**Do this**
Starting with the line that contains "Where can you find the steep" and going on through the end of the items, reproduce every line, requests included, and shift each answer coordinate by -6. Keep the numbers in the requests and their format samples unchanged.

━━━━━ Task data

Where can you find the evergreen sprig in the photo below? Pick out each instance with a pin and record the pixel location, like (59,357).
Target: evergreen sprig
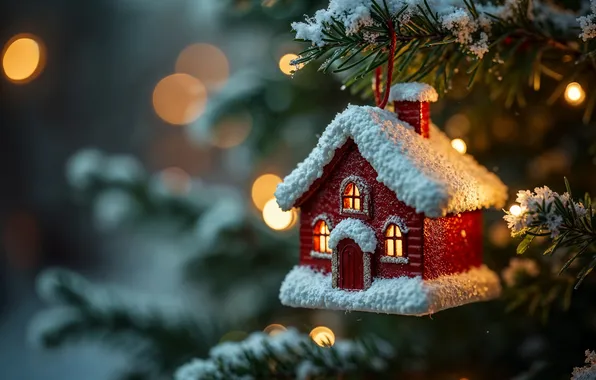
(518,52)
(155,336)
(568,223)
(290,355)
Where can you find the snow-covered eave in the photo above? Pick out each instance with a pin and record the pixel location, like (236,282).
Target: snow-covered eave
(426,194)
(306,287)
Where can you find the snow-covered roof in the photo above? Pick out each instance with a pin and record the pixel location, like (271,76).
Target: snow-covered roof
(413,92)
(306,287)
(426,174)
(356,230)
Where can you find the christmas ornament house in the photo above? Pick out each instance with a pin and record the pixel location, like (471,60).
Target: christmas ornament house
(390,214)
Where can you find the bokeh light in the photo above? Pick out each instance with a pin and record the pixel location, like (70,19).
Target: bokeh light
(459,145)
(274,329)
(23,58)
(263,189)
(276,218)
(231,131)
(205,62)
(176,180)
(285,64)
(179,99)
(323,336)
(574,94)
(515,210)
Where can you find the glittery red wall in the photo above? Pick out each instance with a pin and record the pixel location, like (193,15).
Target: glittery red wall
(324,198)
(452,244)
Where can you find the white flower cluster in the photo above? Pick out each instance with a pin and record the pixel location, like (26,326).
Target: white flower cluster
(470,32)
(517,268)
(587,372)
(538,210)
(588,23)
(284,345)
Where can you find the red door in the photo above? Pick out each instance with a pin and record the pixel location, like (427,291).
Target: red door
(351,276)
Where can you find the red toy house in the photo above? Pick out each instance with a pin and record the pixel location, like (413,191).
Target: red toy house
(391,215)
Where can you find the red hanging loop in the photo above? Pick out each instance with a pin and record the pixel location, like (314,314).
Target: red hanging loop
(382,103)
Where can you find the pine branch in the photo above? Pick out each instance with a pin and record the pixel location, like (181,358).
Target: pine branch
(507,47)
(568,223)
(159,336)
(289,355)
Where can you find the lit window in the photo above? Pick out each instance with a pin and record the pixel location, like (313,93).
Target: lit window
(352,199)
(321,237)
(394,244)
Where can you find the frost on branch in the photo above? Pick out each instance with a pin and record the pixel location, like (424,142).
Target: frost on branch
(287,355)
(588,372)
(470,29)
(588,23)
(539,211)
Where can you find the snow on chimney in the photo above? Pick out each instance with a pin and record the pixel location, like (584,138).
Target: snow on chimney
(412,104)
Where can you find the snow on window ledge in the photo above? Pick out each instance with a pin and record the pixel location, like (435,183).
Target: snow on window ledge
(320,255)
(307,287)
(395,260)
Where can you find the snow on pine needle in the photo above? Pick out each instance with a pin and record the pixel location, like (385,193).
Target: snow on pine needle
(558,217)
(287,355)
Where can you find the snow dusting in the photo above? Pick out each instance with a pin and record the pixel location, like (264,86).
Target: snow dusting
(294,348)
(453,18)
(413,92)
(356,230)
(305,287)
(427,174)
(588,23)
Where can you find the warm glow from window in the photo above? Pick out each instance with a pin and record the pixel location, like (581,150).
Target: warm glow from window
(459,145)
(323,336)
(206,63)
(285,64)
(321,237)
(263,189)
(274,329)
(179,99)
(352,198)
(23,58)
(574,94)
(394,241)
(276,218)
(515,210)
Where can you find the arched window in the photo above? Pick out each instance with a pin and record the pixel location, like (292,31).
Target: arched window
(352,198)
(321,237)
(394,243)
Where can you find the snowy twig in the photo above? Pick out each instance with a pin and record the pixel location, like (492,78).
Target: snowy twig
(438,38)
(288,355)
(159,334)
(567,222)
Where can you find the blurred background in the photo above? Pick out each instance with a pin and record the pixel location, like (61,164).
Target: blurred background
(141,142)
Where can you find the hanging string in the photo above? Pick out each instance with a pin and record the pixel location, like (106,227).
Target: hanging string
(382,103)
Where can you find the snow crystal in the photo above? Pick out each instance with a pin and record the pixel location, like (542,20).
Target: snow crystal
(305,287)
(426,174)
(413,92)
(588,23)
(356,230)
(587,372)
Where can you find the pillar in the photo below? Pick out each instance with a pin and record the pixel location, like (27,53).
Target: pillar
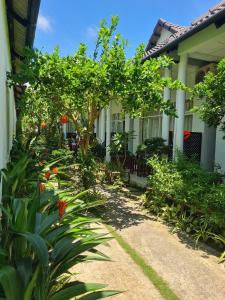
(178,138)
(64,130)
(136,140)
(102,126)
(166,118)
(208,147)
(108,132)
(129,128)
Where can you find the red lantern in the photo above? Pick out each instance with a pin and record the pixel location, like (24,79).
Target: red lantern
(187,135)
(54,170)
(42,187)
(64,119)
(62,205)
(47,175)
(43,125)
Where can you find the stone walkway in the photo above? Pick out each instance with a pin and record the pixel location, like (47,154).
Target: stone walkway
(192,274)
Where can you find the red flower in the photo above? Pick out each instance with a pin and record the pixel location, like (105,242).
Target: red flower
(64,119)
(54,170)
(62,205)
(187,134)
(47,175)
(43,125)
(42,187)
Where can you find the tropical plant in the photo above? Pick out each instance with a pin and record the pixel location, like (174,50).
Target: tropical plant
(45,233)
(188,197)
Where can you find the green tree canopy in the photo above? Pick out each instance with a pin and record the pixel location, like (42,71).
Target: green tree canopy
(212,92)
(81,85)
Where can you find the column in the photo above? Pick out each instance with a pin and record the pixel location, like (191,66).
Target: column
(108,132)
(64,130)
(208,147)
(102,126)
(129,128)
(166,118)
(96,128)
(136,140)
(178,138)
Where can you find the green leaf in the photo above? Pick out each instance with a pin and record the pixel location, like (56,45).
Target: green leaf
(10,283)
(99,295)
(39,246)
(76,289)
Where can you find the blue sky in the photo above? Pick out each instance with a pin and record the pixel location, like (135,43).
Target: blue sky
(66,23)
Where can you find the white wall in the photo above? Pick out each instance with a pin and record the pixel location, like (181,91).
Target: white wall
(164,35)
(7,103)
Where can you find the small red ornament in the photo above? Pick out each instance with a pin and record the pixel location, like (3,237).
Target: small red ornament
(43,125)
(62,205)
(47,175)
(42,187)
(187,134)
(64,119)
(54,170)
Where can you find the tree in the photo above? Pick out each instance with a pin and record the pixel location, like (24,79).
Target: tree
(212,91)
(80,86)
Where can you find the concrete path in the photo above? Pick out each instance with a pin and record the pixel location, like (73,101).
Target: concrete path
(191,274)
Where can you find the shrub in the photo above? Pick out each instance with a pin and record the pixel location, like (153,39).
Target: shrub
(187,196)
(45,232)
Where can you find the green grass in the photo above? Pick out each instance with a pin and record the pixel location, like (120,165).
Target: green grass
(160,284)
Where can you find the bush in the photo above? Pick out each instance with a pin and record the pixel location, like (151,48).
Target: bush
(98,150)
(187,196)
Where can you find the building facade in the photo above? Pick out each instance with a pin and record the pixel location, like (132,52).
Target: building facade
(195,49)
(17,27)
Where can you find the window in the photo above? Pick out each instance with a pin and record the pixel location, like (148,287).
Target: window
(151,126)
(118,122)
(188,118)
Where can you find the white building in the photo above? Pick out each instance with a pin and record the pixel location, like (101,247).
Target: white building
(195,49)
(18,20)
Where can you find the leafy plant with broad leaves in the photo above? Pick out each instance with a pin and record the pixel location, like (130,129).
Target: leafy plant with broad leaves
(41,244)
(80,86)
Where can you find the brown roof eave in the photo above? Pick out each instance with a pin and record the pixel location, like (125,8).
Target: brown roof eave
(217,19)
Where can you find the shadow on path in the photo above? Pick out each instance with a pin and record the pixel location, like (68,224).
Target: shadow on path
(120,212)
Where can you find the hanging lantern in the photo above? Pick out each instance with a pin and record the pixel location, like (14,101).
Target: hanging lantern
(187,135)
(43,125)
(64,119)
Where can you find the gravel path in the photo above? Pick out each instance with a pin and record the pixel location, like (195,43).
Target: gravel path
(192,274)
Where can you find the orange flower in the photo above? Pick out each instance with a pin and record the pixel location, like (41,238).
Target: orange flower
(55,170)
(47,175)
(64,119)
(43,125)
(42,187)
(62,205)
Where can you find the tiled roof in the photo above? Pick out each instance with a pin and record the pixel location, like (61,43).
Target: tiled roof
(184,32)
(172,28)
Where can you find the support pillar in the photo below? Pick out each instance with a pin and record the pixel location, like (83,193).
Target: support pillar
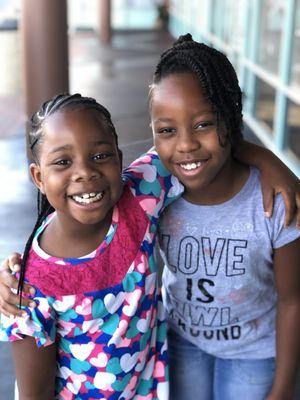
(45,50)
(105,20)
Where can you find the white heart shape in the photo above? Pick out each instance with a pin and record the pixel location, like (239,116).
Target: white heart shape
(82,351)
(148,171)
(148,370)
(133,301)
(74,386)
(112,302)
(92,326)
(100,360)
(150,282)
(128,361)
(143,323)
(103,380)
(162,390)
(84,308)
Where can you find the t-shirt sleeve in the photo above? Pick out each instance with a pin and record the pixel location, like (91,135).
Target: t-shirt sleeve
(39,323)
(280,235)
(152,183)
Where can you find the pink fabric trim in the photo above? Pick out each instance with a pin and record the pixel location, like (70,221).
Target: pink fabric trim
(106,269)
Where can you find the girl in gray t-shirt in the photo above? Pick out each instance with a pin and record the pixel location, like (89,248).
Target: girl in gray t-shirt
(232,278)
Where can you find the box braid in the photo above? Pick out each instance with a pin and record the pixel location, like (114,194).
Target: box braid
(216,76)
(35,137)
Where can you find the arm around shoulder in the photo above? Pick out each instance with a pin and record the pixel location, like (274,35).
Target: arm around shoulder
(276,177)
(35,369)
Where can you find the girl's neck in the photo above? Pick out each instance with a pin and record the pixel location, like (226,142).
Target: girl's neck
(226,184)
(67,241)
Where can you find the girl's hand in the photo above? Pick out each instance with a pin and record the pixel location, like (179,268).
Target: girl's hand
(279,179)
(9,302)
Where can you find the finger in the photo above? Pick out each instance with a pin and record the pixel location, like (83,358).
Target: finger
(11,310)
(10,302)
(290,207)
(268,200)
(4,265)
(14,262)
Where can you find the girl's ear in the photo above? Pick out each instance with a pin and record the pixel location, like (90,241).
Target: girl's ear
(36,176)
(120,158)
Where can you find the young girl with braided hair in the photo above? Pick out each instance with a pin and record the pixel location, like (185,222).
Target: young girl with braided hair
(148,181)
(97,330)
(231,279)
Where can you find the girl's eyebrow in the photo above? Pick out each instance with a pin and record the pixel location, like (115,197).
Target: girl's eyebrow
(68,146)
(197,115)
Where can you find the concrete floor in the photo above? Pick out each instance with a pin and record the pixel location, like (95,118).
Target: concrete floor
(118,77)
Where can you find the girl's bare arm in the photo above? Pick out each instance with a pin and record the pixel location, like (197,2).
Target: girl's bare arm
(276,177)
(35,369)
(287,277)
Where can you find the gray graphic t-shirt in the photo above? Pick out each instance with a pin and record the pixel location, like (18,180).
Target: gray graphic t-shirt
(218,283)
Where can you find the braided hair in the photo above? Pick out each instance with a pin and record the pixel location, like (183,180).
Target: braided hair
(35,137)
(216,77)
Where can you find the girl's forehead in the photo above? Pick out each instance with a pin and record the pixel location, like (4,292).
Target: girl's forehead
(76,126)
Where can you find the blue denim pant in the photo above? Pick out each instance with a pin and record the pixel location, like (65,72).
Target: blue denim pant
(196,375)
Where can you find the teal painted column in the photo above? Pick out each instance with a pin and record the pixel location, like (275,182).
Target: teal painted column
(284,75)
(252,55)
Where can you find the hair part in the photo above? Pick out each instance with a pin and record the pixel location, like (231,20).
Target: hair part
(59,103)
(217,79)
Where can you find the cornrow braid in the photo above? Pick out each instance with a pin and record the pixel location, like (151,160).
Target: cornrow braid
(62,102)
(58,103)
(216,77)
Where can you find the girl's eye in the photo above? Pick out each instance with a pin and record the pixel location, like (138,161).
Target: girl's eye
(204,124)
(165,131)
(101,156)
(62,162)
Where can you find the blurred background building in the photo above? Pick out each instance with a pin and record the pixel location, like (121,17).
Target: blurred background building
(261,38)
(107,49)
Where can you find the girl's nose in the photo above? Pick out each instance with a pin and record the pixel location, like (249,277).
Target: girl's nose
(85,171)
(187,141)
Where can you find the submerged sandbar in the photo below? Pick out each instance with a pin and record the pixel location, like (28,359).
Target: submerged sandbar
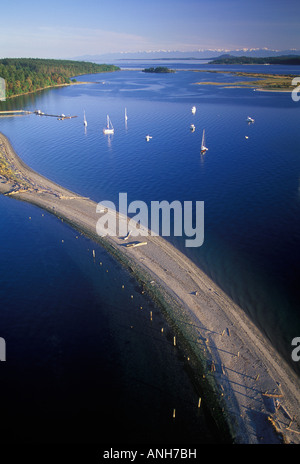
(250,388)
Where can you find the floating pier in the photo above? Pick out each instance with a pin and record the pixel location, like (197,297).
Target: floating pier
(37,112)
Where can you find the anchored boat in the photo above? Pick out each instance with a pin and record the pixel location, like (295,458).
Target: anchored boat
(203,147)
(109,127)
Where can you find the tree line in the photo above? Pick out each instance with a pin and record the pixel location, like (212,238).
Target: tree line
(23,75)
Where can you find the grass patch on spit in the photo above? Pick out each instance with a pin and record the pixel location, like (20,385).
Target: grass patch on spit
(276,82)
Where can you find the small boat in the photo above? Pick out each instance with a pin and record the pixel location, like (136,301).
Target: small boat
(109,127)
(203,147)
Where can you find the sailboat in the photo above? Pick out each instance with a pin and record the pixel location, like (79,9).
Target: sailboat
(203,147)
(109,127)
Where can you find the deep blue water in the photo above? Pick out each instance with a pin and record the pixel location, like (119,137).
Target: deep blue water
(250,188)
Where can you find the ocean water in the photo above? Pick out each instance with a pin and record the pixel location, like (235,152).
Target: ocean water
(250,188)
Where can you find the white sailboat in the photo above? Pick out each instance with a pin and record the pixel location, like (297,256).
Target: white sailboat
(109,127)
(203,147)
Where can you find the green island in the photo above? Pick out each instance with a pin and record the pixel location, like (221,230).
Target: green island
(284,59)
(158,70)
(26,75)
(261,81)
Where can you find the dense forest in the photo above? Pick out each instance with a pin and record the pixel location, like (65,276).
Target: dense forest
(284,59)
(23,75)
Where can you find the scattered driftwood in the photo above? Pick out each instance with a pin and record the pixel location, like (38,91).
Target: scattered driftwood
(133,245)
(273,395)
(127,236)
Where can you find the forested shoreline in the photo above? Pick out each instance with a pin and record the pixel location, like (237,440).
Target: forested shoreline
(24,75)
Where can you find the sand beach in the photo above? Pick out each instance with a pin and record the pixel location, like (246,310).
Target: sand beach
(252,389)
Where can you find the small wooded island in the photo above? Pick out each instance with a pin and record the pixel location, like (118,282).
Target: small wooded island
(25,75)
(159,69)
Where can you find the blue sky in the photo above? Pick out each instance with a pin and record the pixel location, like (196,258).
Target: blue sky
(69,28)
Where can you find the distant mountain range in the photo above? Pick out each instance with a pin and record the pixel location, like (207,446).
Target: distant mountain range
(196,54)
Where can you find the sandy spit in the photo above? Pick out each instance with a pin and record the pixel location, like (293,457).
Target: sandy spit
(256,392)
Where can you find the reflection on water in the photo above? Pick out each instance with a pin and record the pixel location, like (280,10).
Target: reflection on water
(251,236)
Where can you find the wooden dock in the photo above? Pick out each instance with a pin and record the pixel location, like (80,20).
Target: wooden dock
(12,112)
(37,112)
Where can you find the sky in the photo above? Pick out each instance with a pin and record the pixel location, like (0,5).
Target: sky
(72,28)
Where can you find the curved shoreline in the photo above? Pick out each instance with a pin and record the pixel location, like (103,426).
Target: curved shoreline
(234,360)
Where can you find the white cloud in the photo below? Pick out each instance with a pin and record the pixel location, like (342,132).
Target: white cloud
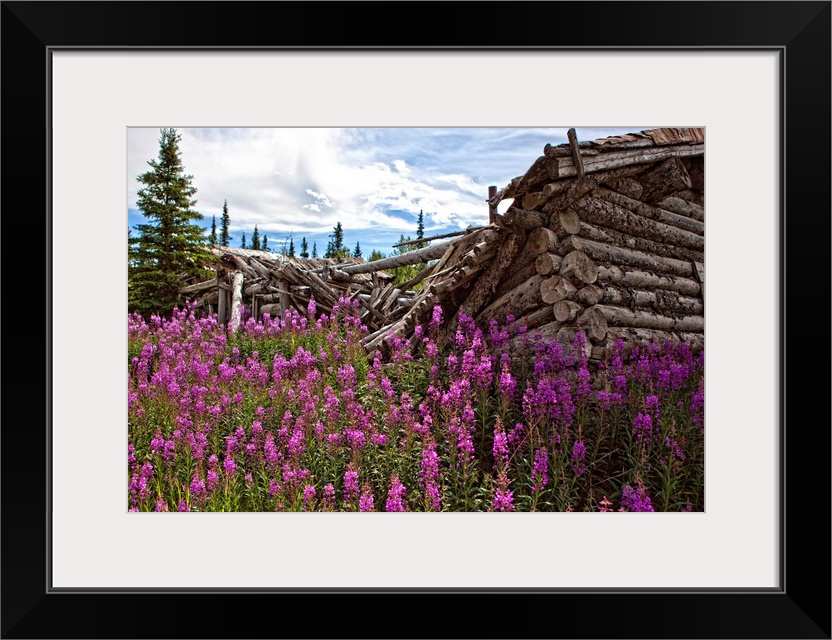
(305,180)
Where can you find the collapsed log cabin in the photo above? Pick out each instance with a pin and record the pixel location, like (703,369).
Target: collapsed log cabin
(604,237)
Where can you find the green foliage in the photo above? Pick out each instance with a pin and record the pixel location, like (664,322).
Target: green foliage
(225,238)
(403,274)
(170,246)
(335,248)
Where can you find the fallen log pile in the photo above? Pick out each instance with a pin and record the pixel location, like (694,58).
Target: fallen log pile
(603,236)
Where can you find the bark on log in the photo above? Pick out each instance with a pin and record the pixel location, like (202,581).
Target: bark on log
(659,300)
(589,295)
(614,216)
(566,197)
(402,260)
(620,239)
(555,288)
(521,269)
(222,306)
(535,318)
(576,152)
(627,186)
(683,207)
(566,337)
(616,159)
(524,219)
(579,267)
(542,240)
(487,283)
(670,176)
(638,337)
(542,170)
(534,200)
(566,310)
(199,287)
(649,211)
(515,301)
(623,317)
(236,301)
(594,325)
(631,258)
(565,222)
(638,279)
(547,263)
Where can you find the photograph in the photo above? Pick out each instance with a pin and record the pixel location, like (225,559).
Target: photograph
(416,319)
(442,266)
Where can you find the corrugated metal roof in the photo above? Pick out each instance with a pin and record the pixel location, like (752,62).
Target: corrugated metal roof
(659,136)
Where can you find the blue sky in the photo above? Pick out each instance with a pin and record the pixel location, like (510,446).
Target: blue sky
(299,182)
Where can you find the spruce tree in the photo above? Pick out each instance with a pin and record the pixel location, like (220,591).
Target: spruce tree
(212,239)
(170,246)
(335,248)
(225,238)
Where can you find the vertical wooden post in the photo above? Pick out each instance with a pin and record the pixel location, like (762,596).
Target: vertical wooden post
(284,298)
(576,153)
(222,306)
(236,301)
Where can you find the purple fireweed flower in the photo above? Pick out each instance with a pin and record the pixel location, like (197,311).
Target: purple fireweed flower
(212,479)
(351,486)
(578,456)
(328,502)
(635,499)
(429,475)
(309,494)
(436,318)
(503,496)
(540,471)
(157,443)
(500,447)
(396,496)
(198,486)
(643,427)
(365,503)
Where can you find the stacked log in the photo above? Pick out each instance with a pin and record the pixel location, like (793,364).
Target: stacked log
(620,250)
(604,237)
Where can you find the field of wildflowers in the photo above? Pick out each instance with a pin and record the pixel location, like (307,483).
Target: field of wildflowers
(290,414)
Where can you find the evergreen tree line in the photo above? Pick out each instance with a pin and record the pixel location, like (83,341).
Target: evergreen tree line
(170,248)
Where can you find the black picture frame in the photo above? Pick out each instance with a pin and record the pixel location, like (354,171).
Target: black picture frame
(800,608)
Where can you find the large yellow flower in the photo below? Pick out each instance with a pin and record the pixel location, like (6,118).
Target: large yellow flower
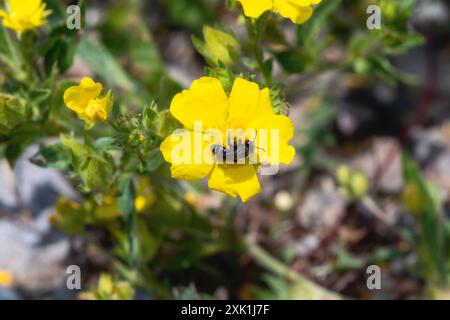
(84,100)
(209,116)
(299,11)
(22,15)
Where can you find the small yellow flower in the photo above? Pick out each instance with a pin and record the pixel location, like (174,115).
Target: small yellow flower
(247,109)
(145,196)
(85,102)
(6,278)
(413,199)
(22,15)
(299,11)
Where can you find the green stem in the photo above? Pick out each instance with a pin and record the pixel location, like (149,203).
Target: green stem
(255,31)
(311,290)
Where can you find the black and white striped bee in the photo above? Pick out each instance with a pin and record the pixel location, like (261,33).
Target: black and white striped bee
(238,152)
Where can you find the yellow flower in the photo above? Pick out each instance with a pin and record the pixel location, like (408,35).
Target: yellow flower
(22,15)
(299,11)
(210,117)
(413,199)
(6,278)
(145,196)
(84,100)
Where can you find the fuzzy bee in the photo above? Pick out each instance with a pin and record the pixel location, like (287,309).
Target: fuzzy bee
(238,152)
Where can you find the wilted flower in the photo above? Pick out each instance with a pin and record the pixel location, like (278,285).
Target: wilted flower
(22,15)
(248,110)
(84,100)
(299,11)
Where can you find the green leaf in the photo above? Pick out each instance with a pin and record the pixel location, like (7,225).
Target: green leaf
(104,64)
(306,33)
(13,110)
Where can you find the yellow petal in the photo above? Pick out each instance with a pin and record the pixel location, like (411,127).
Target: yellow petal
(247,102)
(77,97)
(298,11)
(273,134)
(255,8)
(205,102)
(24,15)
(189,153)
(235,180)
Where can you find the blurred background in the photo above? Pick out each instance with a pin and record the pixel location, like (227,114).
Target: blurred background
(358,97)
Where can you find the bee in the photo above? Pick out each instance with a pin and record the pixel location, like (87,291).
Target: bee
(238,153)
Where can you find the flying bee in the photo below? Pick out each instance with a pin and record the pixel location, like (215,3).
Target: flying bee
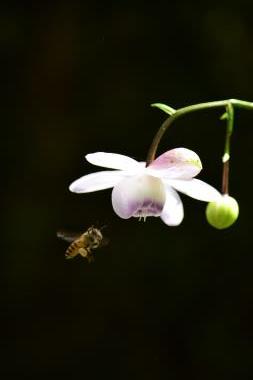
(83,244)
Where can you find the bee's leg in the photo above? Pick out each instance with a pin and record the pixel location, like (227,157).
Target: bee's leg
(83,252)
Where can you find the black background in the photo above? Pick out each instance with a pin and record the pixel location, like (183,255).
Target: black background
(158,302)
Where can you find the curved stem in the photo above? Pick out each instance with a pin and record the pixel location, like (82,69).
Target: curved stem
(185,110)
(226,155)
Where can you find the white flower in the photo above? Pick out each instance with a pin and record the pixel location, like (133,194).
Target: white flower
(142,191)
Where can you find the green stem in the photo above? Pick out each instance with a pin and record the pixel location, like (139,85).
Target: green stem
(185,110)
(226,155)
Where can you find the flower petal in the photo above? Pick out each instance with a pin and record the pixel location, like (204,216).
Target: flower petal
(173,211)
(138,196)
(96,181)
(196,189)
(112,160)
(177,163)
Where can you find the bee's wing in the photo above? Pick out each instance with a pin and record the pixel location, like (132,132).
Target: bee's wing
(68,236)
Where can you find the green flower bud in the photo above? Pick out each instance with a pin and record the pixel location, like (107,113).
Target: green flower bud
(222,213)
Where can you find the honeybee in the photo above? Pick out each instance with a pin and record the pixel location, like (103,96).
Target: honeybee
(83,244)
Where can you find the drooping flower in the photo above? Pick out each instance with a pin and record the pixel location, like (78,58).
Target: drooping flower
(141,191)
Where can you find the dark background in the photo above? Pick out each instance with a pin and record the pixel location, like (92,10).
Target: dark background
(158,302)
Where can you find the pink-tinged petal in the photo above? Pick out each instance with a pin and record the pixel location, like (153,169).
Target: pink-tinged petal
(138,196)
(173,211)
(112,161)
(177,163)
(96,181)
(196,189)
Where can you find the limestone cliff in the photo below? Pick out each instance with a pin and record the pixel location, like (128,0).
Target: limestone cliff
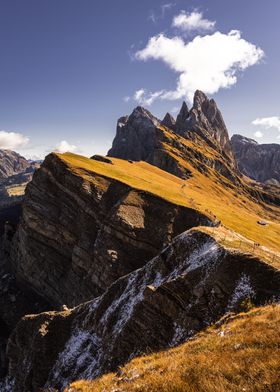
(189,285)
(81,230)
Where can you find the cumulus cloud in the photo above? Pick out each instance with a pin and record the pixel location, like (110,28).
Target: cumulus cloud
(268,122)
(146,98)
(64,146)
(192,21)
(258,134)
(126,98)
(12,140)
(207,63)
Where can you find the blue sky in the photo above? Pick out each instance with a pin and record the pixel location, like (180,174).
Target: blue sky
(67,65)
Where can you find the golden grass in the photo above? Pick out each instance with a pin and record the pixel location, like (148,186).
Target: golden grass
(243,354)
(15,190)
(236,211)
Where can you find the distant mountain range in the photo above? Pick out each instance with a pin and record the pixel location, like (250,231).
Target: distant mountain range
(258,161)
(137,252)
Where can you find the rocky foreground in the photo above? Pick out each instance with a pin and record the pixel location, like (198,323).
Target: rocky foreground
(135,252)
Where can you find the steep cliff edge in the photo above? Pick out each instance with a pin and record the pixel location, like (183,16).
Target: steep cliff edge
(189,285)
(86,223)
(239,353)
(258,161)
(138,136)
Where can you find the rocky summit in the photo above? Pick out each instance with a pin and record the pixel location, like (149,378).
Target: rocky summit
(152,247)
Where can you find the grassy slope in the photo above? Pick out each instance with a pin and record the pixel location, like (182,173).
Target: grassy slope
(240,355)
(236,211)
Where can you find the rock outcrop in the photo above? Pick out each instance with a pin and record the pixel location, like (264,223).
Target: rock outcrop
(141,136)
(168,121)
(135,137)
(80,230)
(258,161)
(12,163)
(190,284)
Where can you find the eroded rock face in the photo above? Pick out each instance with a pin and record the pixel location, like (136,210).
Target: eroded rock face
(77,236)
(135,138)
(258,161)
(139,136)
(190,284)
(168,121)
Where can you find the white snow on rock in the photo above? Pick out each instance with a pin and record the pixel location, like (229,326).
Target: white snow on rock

━━━━━━━━━━

**The answer**
Where can you find the steep cliff edge in the photo above? Pick out each instance with a pin and record the pixel location, like (183,16).
Target: steep cliff edge
(183,279)
(80,217)
(233,347)
(252,155)
(132,130)
Where can you find the rocky summit in the photo above? Pick out each instance with a pin and record the pixel location, like (149,378).
Target: rocky summit
(146,241)
Where can you find the grassy slope in the photo above? Pick out each instance with a pin and record the pixel location, like (182,173).
Target: grassy slope
(234,349)
(230,205)
Where can you find the rock outcrop in the photo above? Pick out each instance with a pin and record the pixel location, like (264,223).
Target: rock outcrop
(135,130)
(162,115)
(129,131)
(74,224)
(252,155)
(6,157)
(184,278)
Where can you find the eroded rock face in the photo above? Pick out each instance with a pin and record the pixel location, like (136,210).
Target: eroded rock face
(71,230)
(129,132)
(252,155)
(133,130)
(184,278)
(162,115)
Where can you find the white snow on rock in the photo above? Pick out each instance with a pin and record the pixel location, like (229,326).
Target: white snow on rock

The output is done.